**Material for the task**
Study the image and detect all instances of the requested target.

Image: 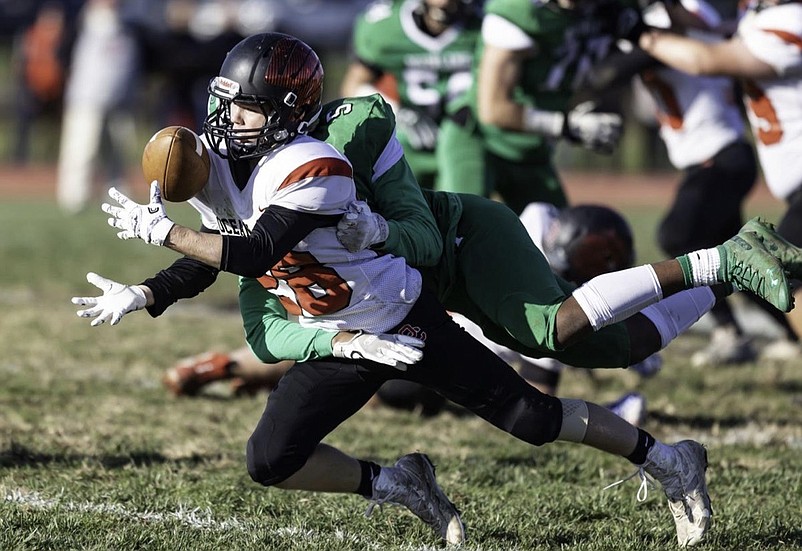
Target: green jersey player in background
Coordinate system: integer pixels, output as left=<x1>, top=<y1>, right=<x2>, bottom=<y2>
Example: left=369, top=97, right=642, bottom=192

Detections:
left=341, top=0, right=481, bottom=191
left=440, top=0, right=639, bottom=214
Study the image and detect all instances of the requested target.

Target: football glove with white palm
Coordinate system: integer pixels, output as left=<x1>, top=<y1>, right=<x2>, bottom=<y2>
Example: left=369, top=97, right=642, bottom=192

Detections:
left=562, top=101, right=623, bottom=153
left=100, top=180, right=175, bottom=247
left=332, top=331, right=424, bottom=371
left=337, top=201, right=390, bottom=253
left=72, top=272, right=147, bottom=327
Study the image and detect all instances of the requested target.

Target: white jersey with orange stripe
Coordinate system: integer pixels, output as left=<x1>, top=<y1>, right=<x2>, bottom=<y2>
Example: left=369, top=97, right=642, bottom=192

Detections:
left=189, top=136, right=421, bottom=333
left=737, top=2, right=802, bottom=199
left=641, top=0, right=744, bottom=169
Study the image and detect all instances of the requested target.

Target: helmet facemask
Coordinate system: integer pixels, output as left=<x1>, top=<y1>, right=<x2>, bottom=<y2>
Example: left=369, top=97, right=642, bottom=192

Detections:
left=203, top=33, right=323, bottom=160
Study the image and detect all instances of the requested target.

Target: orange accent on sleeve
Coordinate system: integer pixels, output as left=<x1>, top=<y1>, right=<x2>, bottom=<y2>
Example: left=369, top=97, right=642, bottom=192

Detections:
left=278, top=157, right=353, bottom=189
left=763, top=29, right=802, bottom=50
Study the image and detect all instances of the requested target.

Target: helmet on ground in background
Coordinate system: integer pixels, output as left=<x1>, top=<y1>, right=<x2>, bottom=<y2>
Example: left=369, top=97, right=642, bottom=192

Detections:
left=543, top=205, right=635, bottom=284
left=203, top=33, right=323, bottom=160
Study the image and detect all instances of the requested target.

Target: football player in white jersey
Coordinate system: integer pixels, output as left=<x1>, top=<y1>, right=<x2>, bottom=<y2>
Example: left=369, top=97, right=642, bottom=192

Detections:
left=73, top=33, right=724, bottom=545
left=639, top=0, right=802, bottom=355
left=640, top=0, right=798, bottom=366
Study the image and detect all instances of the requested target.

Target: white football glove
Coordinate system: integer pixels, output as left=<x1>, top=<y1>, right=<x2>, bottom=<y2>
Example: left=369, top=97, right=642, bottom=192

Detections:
left=100, top=180, right=175, bottom=247
left=337, top=201, right=390, bottom=253
left=563, top=101, right=623, bottom=153
left=332, top=331, right=425, bottom=371
left=72, top=272, right=147, bottom=327
left=395, top=107, right=438, bottom=151
left=629, top=352, right=663, bottom=379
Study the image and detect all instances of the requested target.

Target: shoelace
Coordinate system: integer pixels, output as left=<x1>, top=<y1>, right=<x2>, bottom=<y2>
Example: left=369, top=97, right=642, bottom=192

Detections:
left=602, top=467, right=655, bottom=503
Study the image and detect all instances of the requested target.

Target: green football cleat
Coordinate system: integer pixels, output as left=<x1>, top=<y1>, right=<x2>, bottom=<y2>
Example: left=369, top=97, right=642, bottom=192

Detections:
left=742, top=217, right=802, bottom=279
left=718, top=221, right=794, bottom=312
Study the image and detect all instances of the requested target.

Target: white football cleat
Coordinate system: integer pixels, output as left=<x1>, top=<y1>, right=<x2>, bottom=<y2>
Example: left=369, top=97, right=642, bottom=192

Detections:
left=365, top=453, right=465, bottom=544
left=641, top=440, right=713, bottom=547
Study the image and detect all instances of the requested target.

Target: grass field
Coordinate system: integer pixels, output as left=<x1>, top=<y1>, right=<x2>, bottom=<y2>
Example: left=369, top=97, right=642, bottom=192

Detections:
left=0, top=192, right=802, bottom=551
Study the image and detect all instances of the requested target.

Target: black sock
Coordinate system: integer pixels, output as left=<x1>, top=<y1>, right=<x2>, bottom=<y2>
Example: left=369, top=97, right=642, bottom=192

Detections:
left=627, top=429, right=654, bottom=465
left=356, top=459, right=381, bottom=498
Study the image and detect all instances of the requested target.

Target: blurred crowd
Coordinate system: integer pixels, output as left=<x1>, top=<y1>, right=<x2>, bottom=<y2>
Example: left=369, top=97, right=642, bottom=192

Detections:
left=0, top=0, right=368, bottom=211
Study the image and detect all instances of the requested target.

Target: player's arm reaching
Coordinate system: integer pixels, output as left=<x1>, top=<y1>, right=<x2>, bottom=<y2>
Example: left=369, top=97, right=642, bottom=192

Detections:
left=324, top=95, right=443, bottom=266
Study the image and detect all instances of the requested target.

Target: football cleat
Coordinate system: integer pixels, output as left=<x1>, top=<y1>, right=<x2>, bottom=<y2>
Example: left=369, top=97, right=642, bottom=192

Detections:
left=365, top=453, right=465, bottom=544
left=641, top=440, right=713, bottom=547
left=718, top=221, right=794, bottom=312
left=691, top=327, right=757, bottom=367
left=162, top=352, right=232, bottom=396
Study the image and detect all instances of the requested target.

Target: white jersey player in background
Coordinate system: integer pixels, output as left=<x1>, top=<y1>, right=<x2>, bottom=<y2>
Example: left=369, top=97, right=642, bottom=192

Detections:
left=639, top=0, right=802, bottom=355
left=640, top=0, right=799, bottom=366
left=73, top=33, right=724, bottom=546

**Directions**
Can you give every line of the records above as a numbered list, leaving out blank lines and the pictures?

**Answer**
1. Study the image and detect all instances of the requested target.
2. Image: 
3. Target: green jersey player in background
4. Coordinate system: integer pixels, output as left=<x1>, top=<y1>, right=<x2>, bottom=<y2>
5. Example: left=369, top=97, right=642, bottom=192
6. Detections:
7. left=341, top=0, right=481, bottom=191
8. left=440, top=0, right=639, bottom=214
9. Study the image and detect all instances of the requested target.
10. Target: football glove with white palm
11. Coordinate system: integer pixels, output as left=<x1>, top=<y1>, right=<x2>, bottom=<y2>
12. Example: left=369, top=97, right=642, bottom=192
13. Detections:
14. left=562, top=101, right=623, bottom=153
15. left=100, top=180, right=175, bottom=247
16. left=332, top=331, right=424, bottom=371
17. left=337, top=201, right=390, bottom=253
18. left=72, top=272, right=147, bottom=327
19. Study the image and detect all instances of the requested target.
20. Target: white jersey with orange stripe
21. Coordinate system: integer pixels, output as left=<x1>, top=<y1>, right=<x2>, bottom=<y2>
22. Example: left=369, top=97, right=642, bottom=192
23. Detections:
24. left=189, top=136, right=421, bottom=333
25. left=737, top=2, right=802, bottom=199
26. left=641, top=0, right=744, bottom=169
27. Study the image and detect all instances of the requested target.
28. Target: helmet facemask
29. Coordinate system: integer pixels, output as left=<x1>, top=<y1>, right=<x2>, bottom=<y2>
30. Example: left=369, top=97, right=642, bottom=192
31. Detections:
32. left=203, top=33, right=323, bottom=160
33. Study the image and detect all instances of the requested target.
34. Target: orange accent on sleeve
35. Coordinate system: integer pixels, output as left=<x1>, top=<y1>, right=<x2>, bottom=<y2>
36. Example: left=369, top=97, right=642, bottom=192
37. Detections:
38. left=278, top=157, right=353, bottom=189
39. left=763, top=29, right=802, bottom=50
40. Study the image and detect all instances of the requested target.
41. Target: helmet on ground in background
42. Coordinate system: integer pixels, output as left=<x1>, top=<y1>, right=<x2>, bottom=<y2>
43. Example: left=369, top=97, right=642, bottom=192
44. Detections:
45. left=543, top=205, right=635, bottom=284
46. left=203, top=33, right=323, bottom=160
47. Study the image and detect all instances of the requested target.
48. Target: football player in white jersey
49. Coordinate system: integer pixels, output as left=<x1>, top=<y1>, right=<x2>, bottom=<y2>
50. Example: left=369, top=97, right=642, bottom=192
51. Detections:
52. left=73, top=33, right=724, bottom=545
53. left=639, top=0, right=802, bottom=355
54. left=640, top=0, right=798, bottom=366
55. Study the image and detect all instances of the requested target.
56. Target: white football glove
57. Coordinate system: integer pixels, output as left=<x1>, top=<y1>, right=<x2>, bottom=<y2>
58. Example: left=369, top=97, right=642, bottom=192
59. Detections:
60. left=100, top=180, right=175, bottom=247
61. left=337, top=201, right=390, bottom=253
62. left=563, top=101, right=623, bottom=153
63. left=332, top=331, right=425, bottom=371
64. left=72, top=272, right=147, bottom=327
65. left=395, top=107, right=438, bottom=151
66. left=629, top=352, right=663, bottom=379
67. Study the image and detect all instances of the requested target.
68. Target: shoelace
69. Coordinate system: integer pixels, output as left=<x1>, top=<y1>, right=<x2>, bottom=<y2>
70. Example: left=369, top=97, right=642, bottom=192
71. Detections:
72. left=602, top=467, right=655, bottom=503
73. Study the image and detect all instances of the requested target.
74. Target: green football cleat
75. Coordinate system: integer pixels, output as left=<x1>, top=<y1>, right=<x2>, bottom=<y2>
76. Example: left=369, top=97, right=642, bottom=192
77. Detections:
78. left=742, top=217, right=802, bottom=279
79. left=718, top=221, right=794, bottom=312
80. Study the image and detect all instances of the requested target.
81. Target: white football cleat
82. Coordinate system: integer pixels, output as left=<x1>, top=<y1>, right=<x2>, bottom=<y2>
83. Example: left=369, top=97, right=642, bottom=192
84. Detections:
85. left=365, top=453, right=465, bottom=544
86. left=641, top=440, right=713, bottom=547
87. Study the image and detect all instances of the requested target.
88. Target: grass field
89. Coordinate system: integer pixels, output as left=<x1>, top=<y1>, right=<x2>, bottom=<y2>
90. Example: left=369, top=97, right=642, bottom=192
91. Detections:
92. left=0, top=192, right=802, bottom=551
93. Study the image and detect all instances of the requested target.
94. Target: black sock
95. Coordinate system: integer pixels, output as left=<x1>, top=<y1>, right=<x2>, bottom=<y2>
96. Example: left=369, top=97, right=642, bottom=192
97. Detections:
98. left=627, top=429, right=654, bottom=465
99. left=356, top=459, right=381, bottom=498
100. Study the image and detect all instances of the requested target.
101. Target: blurred crowd
102. Coordinate system: integer pixels, output as left=<x1>, top=<y1>, right=<x2>, bottom=<y2>
103. Example: left=369, top=97, right=642, bottom=192
104. Detections:
105. left=0, top=0, right=368, bottom=211
106. Study the image and detect all instances of the requested target.
107. Target: player's arm reaching
108. Coordinate system: integer pixels, output as left=<x1>, top=<y1>, right=<x2>, bottom=<y2>
109. Example: left=369, top=97, right=642, bottom=192
110. Detections:
111. left=324, top=95, right=443, bottom=266
112. Study the image and detect all instances of the requested target.
113. Target: football cleat
114. Coordinate system: integer pixels, output as left=<x1>, top=<y1>, right=<x2>, bottom=<y2>
115. Example: left=369, top=97, right=642, bottom=192
116. Detections:
117. left=365, top=453, right=465, bottom=544
118. left=641, top=440, right=713, bottom=547
119. left=718, top=221, right=794, bottom=312
120. left=691, top=327, right=757, bottom=367
121. left=162, top=352, right=232, bottom=396
122. Study the image and detect all instances of the requested target.
123. Target: white jersey player in background
124. Coordinate system: integer pixels, output as left=<x1>, top=<y1>, right=<x2>, bottom=<y2>
125. Example: left=369, top=97, right=642, bottom=192
126. Detections:
127. left=639, top=0, right=802, bottom=355
128. left=640, top=0, right=799, bottom=366
129. left=73, top=33, right=724, bottom=546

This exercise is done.